Object position labeling entries:
—————
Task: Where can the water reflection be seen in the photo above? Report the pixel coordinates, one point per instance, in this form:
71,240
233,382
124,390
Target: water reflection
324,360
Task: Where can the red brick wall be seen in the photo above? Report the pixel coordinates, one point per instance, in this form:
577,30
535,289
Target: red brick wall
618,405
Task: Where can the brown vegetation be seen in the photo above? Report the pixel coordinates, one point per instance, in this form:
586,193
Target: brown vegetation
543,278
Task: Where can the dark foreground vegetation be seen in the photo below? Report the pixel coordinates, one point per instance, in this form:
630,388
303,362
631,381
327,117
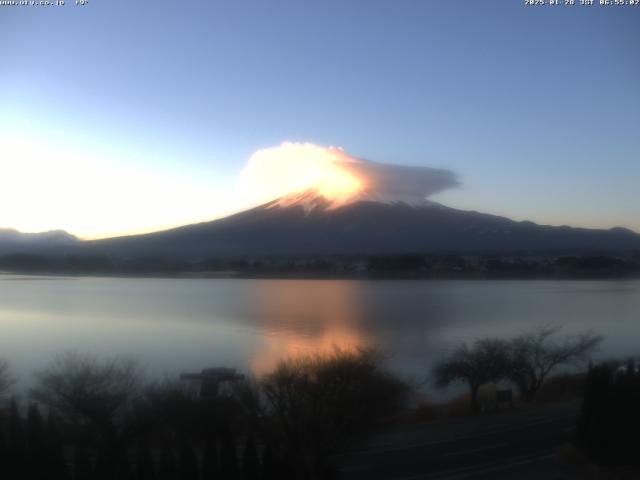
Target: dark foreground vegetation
522,265
92,419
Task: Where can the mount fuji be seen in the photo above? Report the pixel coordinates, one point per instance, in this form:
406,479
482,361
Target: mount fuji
309,224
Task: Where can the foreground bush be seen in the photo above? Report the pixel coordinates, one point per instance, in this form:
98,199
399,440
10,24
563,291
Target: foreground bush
320,402
610,416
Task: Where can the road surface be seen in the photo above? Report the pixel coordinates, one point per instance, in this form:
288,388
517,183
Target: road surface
493,446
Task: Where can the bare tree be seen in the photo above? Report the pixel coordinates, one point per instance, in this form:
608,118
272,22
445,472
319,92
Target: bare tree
88,390
6,379
319,402
535,354
485,361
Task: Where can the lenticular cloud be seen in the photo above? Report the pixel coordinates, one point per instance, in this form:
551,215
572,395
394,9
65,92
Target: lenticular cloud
341,178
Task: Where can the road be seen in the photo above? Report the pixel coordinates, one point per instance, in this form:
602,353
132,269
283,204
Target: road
494,446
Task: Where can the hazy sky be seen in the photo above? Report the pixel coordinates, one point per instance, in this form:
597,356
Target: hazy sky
124,116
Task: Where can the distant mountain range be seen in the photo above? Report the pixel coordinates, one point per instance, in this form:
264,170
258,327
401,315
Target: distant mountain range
307,225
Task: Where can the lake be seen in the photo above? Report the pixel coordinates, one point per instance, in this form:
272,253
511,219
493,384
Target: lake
176,325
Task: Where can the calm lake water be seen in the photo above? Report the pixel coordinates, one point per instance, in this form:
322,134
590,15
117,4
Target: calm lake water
176,325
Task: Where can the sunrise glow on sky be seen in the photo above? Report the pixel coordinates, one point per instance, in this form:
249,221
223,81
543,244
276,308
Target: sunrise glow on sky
119,126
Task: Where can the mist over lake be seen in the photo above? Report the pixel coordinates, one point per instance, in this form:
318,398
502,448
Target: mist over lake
176,325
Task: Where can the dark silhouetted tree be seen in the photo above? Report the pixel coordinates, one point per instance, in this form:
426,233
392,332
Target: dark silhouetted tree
17,452
535,354
94,393
167,468
485,361
37,458
82,468
187,462
320,402
210,465
57,464
145,469
6,379
228,455
610,415
250,460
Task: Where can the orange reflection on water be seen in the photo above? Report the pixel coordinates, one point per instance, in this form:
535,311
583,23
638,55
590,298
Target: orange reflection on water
300,321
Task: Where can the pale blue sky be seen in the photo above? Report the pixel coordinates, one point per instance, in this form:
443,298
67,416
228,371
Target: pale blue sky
536,108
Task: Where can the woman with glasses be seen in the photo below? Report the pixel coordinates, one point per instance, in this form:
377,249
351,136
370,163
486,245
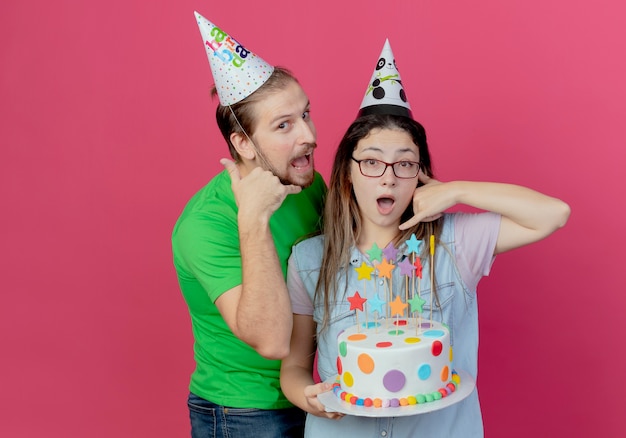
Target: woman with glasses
373,201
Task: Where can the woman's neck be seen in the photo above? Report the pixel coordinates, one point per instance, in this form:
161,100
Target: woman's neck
381,236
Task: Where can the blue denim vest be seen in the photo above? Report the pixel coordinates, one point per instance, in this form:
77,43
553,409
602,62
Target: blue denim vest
457,308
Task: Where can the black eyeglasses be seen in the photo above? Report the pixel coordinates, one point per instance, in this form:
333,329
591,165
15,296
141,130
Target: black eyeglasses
376,168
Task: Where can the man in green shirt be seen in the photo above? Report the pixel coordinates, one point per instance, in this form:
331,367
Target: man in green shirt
232,241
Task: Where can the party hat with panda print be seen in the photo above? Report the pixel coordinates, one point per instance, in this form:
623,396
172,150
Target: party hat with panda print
385,93
237,71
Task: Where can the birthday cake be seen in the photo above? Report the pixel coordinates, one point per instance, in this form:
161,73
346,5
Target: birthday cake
402,362
399,358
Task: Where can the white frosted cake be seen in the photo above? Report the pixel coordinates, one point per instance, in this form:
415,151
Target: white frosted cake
395,362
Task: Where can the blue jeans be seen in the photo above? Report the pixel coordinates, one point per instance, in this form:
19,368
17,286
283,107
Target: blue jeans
209,420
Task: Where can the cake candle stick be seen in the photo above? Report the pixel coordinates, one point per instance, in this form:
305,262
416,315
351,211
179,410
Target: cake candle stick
418,274
356,304
364,272
432,270
384,271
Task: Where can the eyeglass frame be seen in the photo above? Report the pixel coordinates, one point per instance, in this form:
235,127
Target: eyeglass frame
393,169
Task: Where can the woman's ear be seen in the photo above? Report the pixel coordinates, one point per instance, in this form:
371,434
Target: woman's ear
243,145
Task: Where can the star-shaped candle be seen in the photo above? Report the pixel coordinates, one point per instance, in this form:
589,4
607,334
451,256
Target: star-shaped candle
406,267
384,269
364,271
418,267
356,302
413,245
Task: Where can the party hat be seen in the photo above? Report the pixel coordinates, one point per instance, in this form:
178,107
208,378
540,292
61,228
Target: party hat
385,93
236,70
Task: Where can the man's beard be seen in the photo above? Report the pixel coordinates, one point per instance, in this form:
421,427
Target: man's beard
285,179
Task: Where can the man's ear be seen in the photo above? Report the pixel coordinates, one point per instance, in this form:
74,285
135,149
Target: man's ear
243,145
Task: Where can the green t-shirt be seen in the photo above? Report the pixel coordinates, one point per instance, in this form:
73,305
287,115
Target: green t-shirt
205,244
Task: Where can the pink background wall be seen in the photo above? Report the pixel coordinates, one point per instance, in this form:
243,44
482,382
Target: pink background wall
107,128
—————
**Exercise task:**
Begin at the line containing "Task: Where can the cake" and reproduce each line through the end of the records above.

**Exercise output:**
Task: Where can the cake candle stick be seen in the photo above? Report the pixel coordinates, one point per instance, in this form:
305,262
416,315
351,211
179,410
Target: cake candle stick
418,274
356,304
364,272
432,270
384,271
Task: Where can the eyeglass frame be seen in the photo above? Report the pixel coordinates, one point per instance, in this form:
235,127
Target: eyeglass frame
393,169
Task: Where can the woman's ear be seen in the photo above? Report the pixel coordinates, one point per instance, in this form:
371,434
Target: woman's ear
243,145
Task: Where can the star-shaped candle be seen in the photo above? Report the pixel coordinates, one point per instance, in this form:
589,4
607,334
451,256
Target: star-shaped candle
406,267
384,269
364,271
418,267
356,302
413,245
Task: Where can the party hat be seen in the photo above? Report the pixel coordinates, one point per instance, in this form:
178,107
208,378
540,292
61,228
Target: party hat
385,93
236,70
Task: Where can the man's beard be seen in the photo above? Report the pixel coordinates, one point per instance, in this form:
421,427
Target: man's beard
285,179
Task: Where can the man's ear be seen in the photo above? Report the pixel coordinates, one point per instance, in this form:
74,285
135,149
Target: man's ear
243,145
Task: Where can the green t-shirt be seen in the photo above? Report the pixel coordinates, one point per instance, in this form:
73,305
287,115
Target: green t-shirt
205,244
Task: Where can the pink background wall be seen in the photo above? Report the pixel coordinates, one point per instance, in this form:
243,44
482,382
Target: pink background wall
107,128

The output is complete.